**Task statement**
Display every line of the data below that contains the string "patterned", reproducing each such line in full. Treat the match as case-sensitive.

+ + + + + + +

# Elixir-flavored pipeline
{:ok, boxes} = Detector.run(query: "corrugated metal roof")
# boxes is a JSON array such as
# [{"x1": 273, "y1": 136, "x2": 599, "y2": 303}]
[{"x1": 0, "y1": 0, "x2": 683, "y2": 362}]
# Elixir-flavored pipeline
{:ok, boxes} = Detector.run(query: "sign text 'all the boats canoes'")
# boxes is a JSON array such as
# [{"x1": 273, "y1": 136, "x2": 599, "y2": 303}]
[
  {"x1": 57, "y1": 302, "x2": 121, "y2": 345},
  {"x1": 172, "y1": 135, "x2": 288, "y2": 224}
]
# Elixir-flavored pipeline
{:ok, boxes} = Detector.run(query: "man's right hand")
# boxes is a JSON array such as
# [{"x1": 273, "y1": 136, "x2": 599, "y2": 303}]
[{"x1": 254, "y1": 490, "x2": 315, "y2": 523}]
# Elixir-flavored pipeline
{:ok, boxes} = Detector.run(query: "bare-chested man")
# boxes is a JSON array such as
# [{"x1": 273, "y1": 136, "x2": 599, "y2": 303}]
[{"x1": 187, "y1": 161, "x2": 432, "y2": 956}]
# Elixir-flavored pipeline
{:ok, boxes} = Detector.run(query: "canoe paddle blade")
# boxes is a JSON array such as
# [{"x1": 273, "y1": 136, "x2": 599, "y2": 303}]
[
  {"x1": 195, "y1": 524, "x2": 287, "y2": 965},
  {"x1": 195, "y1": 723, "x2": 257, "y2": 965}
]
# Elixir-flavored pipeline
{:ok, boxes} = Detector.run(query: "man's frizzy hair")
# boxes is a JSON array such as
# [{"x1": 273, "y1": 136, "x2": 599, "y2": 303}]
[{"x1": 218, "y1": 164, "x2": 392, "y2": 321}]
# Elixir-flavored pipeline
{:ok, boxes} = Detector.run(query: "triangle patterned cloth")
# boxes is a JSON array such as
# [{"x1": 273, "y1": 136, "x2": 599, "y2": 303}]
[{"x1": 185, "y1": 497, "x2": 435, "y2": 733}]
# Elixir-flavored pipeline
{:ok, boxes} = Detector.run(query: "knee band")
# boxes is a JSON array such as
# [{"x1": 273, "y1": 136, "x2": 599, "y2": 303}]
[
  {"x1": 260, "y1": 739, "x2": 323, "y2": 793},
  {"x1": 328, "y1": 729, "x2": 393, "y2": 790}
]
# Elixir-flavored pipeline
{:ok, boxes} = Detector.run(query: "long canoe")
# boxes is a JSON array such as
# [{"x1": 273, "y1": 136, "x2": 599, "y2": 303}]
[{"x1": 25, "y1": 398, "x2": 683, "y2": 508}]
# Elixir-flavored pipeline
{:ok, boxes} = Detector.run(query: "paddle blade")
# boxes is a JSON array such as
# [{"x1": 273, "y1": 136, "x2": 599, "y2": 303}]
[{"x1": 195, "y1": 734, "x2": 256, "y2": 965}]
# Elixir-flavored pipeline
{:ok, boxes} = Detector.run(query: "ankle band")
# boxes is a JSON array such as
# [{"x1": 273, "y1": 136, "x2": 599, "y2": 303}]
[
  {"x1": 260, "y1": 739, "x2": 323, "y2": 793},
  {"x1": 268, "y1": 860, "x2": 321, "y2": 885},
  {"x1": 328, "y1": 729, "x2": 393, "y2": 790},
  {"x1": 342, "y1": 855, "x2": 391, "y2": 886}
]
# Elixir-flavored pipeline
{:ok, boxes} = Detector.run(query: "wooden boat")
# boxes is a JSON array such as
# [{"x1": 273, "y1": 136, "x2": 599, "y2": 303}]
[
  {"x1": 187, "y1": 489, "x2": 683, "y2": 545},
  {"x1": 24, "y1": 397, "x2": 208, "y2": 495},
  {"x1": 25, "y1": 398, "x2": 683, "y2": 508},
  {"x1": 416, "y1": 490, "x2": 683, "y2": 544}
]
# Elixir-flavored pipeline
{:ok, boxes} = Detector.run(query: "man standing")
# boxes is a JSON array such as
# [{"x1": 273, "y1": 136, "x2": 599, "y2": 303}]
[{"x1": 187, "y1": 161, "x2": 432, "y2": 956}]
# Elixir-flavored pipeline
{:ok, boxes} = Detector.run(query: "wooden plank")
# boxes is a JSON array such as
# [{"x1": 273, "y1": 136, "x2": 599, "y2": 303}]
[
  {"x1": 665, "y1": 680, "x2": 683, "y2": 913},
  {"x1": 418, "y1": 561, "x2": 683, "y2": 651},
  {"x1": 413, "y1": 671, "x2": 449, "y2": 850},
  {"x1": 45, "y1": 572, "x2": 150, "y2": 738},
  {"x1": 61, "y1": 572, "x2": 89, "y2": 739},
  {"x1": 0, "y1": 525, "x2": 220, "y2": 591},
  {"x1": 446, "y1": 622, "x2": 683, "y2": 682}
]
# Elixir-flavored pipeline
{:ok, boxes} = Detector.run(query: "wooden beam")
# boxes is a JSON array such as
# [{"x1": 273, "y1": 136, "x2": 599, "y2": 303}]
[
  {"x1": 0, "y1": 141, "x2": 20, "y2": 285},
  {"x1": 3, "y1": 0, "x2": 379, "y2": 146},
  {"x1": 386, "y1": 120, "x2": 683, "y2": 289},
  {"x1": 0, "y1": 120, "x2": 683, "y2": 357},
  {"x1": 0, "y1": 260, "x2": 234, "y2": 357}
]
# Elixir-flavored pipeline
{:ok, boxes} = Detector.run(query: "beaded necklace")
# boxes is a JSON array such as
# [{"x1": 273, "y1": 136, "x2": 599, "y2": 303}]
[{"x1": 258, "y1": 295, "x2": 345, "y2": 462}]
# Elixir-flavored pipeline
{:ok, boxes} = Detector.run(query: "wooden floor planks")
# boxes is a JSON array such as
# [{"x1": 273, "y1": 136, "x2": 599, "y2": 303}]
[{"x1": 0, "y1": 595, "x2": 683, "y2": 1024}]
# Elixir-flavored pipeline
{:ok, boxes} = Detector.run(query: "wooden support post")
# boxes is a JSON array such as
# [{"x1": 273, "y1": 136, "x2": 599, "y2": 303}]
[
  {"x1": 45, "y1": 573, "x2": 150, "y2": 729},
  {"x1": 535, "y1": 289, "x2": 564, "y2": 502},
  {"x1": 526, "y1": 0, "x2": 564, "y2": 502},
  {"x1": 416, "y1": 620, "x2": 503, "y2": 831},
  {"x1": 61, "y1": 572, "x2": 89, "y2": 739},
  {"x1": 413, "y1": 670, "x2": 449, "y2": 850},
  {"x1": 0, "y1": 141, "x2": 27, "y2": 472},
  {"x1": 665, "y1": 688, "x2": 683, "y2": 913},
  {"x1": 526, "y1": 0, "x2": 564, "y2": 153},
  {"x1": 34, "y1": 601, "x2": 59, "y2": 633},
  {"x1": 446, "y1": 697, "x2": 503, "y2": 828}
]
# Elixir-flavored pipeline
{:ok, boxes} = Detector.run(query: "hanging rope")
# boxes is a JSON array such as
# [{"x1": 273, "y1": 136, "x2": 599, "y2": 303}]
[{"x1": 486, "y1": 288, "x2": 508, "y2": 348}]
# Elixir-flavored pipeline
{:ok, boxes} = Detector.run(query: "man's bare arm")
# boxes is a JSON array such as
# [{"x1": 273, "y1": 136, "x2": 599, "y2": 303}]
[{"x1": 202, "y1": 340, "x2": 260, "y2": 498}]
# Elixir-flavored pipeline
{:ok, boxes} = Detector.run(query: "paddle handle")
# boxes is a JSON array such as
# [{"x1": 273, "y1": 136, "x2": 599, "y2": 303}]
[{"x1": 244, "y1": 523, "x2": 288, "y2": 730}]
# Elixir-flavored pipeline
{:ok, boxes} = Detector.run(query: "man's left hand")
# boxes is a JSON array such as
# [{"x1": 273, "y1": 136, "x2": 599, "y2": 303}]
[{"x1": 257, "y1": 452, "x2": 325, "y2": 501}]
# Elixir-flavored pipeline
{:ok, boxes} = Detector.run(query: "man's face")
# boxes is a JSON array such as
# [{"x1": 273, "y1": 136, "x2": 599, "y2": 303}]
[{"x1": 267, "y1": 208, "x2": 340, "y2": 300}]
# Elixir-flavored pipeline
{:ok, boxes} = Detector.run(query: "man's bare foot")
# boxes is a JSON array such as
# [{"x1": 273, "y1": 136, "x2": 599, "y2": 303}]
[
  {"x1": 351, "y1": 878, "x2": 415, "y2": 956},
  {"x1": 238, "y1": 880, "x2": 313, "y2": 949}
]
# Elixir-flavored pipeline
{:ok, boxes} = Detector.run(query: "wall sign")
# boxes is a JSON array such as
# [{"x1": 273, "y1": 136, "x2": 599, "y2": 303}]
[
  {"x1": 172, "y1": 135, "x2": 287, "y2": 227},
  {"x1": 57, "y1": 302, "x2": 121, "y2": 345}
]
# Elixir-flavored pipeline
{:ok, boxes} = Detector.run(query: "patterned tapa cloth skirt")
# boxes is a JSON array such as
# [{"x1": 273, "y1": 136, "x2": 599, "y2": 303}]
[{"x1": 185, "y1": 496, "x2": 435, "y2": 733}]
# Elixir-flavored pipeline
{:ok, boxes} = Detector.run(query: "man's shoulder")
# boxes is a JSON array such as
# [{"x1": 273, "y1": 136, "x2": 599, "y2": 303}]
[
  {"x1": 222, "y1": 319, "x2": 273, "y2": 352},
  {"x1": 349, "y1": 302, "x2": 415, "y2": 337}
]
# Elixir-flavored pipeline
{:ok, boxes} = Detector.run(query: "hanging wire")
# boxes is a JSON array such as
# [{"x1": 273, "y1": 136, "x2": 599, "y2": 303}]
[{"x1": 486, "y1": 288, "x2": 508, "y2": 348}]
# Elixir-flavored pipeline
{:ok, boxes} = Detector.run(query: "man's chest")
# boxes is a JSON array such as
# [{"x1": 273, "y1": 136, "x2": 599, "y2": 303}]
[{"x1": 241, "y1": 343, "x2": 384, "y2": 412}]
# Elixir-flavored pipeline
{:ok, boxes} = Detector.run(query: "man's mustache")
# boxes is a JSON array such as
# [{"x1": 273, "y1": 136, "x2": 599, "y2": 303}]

+ + + + + + +

**Task response**
{:ok, boxes} = Detector.run(query: "triangle patterned cloth")
{:ok, boxes} = Detector.run(query: "patterned tapa cloth skirt")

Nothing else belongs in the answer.